▸ Page text:

+---+

5. Extensions: Adaptivity, Topology, and Heterogeneity

Recent research enhances SP along multiple axes:

• Adaptive and Heterogeneity-aware SP: FlexSP formulates sequence-to-SP-group allocation as a linear programming problem, allowing varying group sizes per token bucket depending on sequence-length distribution and resource constraints (Wang et al., 2 Dec 2024). This strategy is critical for real-world data (with long-tail sequence length distributions), achieving nearly $2\times$ speedup over static, homogeneous methods.
• Elastic SP for Serving: LoongServe’s Elastic Sequence Parallelism dynamically adjusts SP degree per request phase (prefill vs. decode), using proactive KV migration and multi-master decoding to minimize communication overhead and maximize GPU efficiency in dynamic workloads (Wu et al., 15 Apr 2024).

+---+

▸ Study material:
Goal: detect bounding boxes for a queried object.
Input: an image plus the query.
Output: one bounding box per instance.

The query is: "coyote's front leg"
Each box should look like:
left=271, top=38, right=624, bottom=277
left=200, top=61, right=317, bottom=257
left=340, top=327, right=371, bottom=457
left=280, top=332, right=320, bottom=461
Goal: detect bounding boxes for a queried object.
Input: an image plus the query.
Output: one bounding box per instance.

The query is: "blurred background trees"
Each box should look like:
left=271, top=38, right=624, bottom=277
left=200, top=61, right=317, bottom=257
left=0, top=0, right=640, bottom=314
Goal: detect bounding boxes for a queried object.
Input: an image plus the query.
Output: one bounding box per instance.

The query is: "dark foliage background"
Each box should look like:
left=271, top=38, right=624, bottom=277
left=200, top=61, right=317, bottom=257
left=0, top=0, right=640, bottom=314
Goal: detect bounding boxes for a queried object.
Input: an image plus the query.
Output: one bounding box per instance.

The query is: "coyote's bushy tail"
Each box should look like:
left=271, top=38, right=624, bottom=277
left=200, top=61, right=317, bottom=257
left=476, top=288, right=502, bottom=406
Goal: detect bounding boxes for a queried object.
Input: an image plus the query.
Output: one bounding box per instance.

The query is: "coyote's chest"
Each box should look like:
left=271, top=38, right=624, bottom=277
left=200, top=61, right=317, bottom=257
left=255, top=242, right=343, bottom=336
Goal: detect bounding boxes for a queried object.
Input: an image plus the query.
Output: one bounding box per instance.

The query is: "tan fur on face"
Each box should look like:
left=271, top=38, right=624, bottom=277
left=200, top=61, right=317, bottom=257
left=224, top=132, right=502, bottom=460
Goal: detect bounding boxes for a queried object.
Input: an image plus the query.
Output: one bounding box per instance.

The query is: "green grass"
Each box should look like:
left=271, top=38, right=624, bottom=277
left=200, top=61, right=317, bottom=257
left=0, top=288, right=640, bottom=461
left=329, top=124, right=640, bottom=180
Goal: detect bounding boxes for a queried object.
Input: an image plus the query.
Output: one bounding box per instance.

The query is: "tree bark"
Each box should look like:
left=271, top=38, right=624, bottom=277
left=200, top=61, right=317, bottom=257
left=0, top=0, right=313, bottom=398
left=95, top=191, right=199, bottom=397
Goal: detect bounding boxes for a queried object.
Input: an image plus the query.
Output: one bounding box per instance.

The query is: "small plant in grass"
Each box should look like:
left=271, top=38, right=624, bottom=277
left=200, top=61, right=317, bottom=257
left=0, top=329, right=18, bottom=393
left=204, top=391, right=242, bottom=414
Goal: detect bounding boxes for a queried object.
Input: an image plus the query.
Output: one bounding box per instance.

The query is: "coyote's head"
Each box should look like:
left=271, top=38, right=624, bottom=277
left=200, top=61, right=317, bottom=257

+---+

▸ Exercise tasks:
A: Rewrite the part of the sequence parallelism text that opens with the words containing "5. Extensions: Adaptivity, Topology, and" and closes with "static, homogeneous methods.", swapping "FlexSP" for "FlexSeq".
B: In the sequence parallelism text, how much speedup over static, homogeneous methods does FlexSP's strategy achieve?
C: Carry the sequence parallelism text further, starting after its last sentence.

▸ Answers to each task:
A:
5. Extensions: Adaptivity, Topology, and Heterogeneity

Recent research enhances SP along multiple axes:

• Adaptive and Heterogeneity-aware SP: FlexSeq formulates sequence-to-SP-group allocation as a linear programming problem, allowing varying group sizes per token bucket depending on sequence-length distribution and resource constraints (Wang et al., 2 Dec 2024). This strategy is critical for real-world data (with long-tail sequence length distributions), achieving nearly $2\times$ speedup over static, homogeneous methods.

B: Nearly a 2× speedup.

C:
• Shift Parallelism: For inference, SP is adapted to ensure KV cache invariance with TP, enabling dynamic switching between configurations for optimal latency/throughput tradeoff under variable workloads (Hidayetoglu et al., 20 Sep 2025).
• Topology-aware SP: TASP decomposes communication into multiple concurrent ring-style data transfers matched to the network topology, utilizing all links and providing strong speedups in H100 and MI300X clusters (Wang et al., 30 Sep 2025).

6. Applications, Performance Metrics, and Benchmarks

SP is central for:

• Training and serving transformers with sequence lengths extending up to several million tokens per batch (e.g., ALST: 15M tokens over 32 GPUs) (Bekman et al., 16 Jun 2025).
• LLMs for RAG, document summarization, code generation, and long-form conversation.
• Video, image, and multi-modal diffusion models requiring long-range visual token dependencies (Fang et al., 4 Nov 2024).
• Protein folding, spatio-temporal forecasting, DNA sequence modeling, and any task with extensive context requirements.

Performance highlights from published studies include:

• $13.7\times$ increase in maximum batch size and $3.0\times$ sequence length relative to tensor parallelism at the same device count (Li et al., 2021).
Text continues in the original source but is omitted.